§ **SET TASK A**
Using the text on the 1985 Malayalam film below, decide whether each statement agrees with it: (i) P. G. Vishwambharan directed the film; (ii) Vijayan marries Thulasi; (iii) the film's musical score is by Jayanan Vincent. Answer yes or no for each and quote the deciding words of the text.

§ **SUPPLIED TEXT**
--- --- ---

- Directed by: P. G. Vishwambharan
- Screenplay by: John Paul
- Story by: Antony Eastman
- Produced by: Hameed K. T. Kunjumon
- Starring: Mammootty Rahman Shobana Thilakan Adoor Bhasi
- Cinematography: Jayanan Vincent
- Edited by: G. Murali
- Music by: Shyam
- Production company: Rachana Pictures
- Distributed by: Rachana Pictures
- Release date: 25 January 1985;
- Country: India
- Language: Malayalam

= Ee Thanalil Ithiri Nerum =

1985 Indian Malayalam language film

Ee Thanalil Ithiri Neram is a 1985 Indian Malayalam film, directed by P. G. Vishwambharan and produced by Hameed and K. T. Kunjumon. The film stars Mammootty, Rahman, Shobana, Thilakan and Adoor Bhasi. The film's musical score is by Shyam. Mohanlal's Balettan is loosely adapted from this film.

==Plot==

Vijayan has been running his family business since his father died. He is often visited by a mysterious woman, Thulasi. Vijayan falls for his stenographer, Soudamini, and marries her. A few years into the marriage, Thulasi's visits create problems in the marital relationship.

--- --- ---

§ **INPUT FOR THIS TASK**
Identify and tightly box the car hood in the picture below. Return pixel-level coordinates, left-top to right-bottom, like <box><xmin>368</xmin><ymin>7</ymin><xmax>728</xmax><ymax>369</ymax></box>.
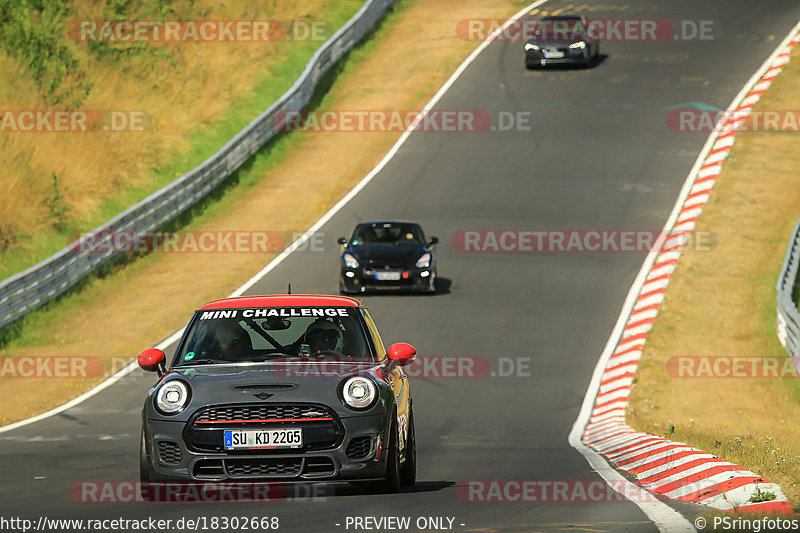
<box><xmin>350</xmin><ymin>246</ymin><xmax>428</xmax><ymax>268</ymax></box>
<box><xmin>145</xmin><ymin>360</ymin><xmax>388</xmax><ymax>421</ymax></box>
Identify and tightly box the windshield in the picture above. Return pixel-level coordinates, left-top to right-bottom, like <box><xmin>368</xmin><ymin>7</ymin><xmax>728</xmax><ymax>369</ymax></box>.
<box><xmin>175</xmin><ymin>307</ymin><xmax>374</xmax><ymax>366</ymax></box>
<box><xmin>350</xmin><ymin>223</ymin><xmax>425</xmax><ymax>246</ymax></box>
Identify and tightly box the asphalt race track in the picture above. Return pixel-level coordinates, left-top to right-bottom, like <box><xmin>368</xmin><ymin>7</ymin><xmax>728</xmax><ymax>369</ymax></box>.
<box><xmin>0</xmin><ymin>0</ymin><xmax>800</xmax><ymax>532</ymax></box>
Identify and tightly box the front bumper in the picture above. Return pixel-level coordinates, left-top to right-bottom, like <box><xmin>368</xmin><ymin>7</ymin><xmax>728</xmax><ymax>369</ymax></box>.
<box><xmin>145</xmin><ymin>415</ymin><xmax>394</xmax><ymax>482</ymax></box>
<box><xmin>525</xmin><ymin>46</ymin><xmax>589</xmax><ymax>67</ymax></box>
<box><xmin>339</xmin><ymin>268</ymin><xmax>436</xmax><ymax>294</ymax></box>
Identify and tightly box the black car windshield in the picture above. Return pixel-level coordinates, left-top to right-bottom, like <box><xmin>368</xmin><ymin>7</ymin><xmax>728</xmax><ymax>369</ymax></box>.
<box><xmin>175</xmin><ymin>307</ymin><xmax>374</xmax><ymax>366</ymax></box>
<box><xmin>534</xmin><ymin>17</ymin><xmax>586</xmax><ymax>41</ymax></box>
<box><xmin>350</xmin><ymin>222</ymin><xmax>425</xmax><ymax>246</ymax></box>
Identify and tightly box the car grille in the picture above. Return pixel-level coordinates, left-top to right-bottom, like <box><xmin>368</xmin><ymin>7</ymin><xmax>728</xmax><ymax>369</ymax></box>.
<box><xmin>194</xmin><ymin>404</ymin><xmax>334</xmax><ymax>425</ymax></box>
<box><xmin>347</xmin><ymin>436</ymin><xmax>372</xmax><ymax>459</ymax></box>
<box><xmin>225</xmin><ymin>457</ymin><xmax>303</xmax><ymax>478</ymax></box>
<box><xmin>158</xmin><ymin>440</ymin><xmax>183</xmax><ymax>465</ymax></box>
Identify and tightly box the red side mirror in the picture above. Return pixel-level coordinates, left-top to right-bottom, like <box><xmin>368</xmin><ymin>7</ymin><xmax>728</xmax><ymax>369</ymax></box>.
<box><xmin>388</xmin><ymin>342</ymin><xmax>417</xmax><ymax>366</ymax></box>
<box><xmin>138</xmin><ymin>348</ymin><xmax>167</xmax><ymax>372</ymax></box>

--- --- ---

§ **SET TASK B**
Transcribe the entries word for word, starting at the line containing "Identify and tightly box the black" and continuing through the end of the entries, with both ends included.

§ **CORRECT RESULT A**
(i) Yes: "directed by P. G. Vishwambharan"
(ii) No: "Vijayan falls for his stenographer, Soudamini, and marries her."
(iii) No: "The film's musical score is by Shyam."

§ **CORRECT RESULT B**
Identify and tightly box the black car windshield in the picture above. Return pixel-level coordinates, left-top to right-bottom, like <box><xmin>368</xmin><ymin>7</ymin><xmax>728</xmax><ymax>369</ymax></box>.
<box><xmin>175</xmin><ymin>307</ymin><xmax>374</xmax><ymax>366</ymax></box>
<box><xmin>534</xmin><ymin>17</ymin><xmax>586</xmax><ymax>41</ymax></box>
<box><xmin>350</xmin><ymin>222</ymin><xmax>425</xmax><ymax>246</ymax></box>
Identify and tightly box the car grille in the picture above. Return pixel-level coordinates, left-top to right-bottom, like <box><xmin>368</xmin><ymin>7</ymin><xmax>728</xmax><ymax>369</ymax></box>.
<box><xmin>194</xmin><ymin>404</ymin><xmax>334</xmax><ymax>425</ymax></box>
<box><xmin>347</xmin><ymin>436</ymin><xmax>372</xmax><ymax>459</ymax></box>
<box><xmin>225</xmin><ymin>457</ymin><xmax>303</xmax><ymax>478</ymax></box>
<box><xmin>158</xmin><ymin>440</ymin><xmax>183</xmax><ymax>465</ymax></box>
Identify and tightly box the red side mirror in the picture above. Return pixel-level coordinates, left-top to right-bottom, like <box><xmin>368</xmin><ymin>7</ymin><xmax>728</xmax><ymax>369</ymax></box>.
<box><xmin>388</xmin><ymin>342</ymin><xmax>417</xmax><ymax>366</ymax></box>
<box><xmin>138</xmin><ymin>348</ymin><xmax>167</xmax><ymax>372</ymax></box>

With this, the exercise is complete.